Page text:
***

Symphysiotomy survivors ask for records to be returned
Redress body posts note on website saying it intended to destroy information by Monday
Chairwoman of Survivors of Symphysiotomy Marie O’Connor said she would contact the Data Protection Commissioner on Friday about the proposed destruction of the records. Photography: Gareth Chaney/Collins
Survivors of symphysiotomy have appealed to the State’s redress scheme to reconsider its intention to destroy their medical and other records.
The scheme, headed by former High Court judge Maureen Harding Clark, recently announced an intention on its website to destroy all the applicants’ records unless it was informed by Monday, February 29th that they wished to have them returned.
On Friday afternoon, however, the scheme said applicants would be written to and given until March 20th to decide what they wish to happen to their records.
The independent redress body was established by the Government in 2014 to compensate women who underwent symphysiotomies. The procedure involved cutting the pelvic bone to create more space during childbirth. Many of the operations took place up to 50 years ago, often without the women being aware of what had been done to them.
They ended up with many health and psychological effects, included impaired walking, chronic pain and incontinence.
The scheme offered three categories of payment – €50,000, €100,000 and €150,000 – depending on the severity of injuries.
Chairwoman of Survivors of Symphysiotomy Marie O’Connor said the group had asked the Data Protection Commissioner to intervene, as it had been unable to reach agreement with the redress scheme in relation to the proposed destruction of the records.
“These personal data were entrusted to the scheme on the understanding that they would be returned when the scheme had completed its work,” she said.
She appealed to the assessor to return the records by post, as it had previously undertaken to do, instead of destroying them.
Ms O’Connor said the scheme had placed a lot of emphasis on radiological records and a large number of X-rays had been supplied.

***

Supplied information:

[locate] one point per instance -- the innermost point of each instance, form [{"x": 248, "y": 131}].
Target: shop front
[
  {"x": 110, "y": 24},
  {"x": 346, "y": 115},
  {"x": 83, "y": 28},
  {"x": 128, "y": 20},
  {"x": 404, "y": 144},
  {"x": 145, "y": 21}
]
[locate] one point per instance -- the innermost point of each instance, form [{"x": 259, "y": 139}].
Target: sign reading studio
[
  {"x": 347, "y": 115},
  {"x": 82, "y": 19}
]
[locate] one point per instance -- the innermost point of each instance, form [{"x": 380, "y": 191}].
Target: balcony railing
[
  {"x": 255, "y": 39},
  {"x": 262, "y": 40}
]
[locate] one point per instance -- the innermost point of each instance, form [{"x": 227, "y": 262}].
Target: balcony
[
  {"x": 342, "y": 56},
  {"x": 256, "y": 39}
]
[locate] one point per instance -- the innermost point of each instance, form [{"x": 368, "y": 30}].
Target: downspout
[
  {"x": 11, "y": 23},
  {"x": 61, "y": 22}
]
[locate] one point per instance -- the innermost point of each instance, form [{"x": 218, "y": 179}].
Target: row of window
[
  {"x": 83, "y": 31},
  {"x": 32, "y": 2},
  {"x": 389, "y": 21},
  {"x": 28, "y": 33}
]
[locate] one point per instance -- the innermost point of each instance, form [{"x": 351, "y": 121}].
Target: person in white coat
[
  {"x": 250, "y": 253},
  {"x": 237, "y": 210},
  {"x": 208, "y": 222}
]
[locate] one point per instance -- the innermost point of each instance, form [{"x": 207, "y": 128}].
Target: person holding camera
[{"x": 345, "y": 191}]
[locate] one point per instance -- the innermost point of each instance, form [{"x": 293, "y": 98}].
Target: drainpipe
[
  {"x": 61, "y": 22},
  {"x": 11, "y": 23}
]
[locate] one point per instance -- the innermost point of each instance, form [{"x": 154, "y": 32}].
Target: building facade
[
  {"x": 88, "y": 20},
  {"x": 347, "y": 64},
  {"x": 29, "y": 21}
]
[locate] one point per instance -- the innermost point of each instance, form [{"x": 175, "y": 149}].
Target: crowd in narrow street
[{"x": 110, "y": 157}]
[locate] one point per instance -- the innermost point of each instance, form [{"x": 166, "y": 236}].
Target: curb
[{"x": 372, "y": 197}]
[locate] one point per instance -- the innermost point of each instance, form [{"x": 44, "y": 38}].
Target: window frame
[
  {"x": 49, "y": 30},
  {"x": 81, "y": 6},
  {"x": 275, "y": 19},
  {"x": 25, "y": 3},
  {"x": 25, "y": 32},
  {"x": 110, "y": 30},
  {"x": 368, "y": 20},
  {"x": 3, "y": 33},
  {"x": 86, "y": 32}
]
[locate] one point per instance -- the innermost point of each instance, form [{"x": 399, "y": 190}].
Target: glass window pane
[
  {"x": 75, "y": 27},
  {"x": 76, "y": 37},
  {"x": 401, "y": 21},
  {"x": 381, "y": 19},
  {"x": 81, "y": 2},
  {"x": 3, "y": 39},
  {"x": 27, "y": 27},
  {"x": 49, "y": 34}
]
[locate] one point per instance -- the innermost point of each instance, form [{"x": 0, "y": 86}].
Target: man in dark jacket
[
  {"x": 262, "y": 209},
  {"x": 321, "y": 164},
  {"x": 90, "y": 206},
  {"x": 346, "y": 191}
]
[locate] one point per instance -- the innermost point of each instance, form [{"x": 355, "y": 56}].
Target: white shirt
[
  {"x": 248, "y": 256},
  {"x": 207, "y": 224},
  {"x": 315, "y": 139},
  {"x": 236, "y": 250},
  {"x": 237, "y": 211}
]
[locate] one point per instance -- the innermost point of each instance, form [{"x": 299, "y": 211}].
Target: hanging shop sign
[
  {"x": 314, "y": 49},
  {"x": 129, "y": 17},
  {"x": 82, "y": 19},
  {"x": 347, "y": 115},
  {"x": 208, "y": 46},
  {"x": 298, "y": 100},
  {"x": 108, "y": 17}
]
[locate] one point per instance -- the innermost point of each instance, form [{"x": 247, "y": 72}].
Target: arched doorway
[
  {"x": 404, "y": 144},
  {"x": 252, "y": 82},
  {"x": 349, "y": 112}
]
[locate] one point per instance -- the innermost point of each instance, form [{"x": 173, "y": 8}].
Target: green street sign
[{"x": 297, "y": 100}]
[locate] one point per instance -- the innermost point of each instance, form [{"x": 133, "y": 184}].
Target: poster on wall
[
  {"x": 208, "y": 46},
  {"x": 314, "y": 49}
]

***

Task 1:
In the article about symphysiotomy survivors, what three payment amounts did the redress scheme offer?
Task 2:
Output, unchanged, the part of the symphysiotomy article that opens with the words "On Friday afternoon, however, the" and closes with "to their records.".

Response box 1:
€50,000, €100,000 and €150,000

Response box 2:
On Friday afternoon, however, the scheme said applicants would be written to and given until March 20th to decide what they wish to happen to their records.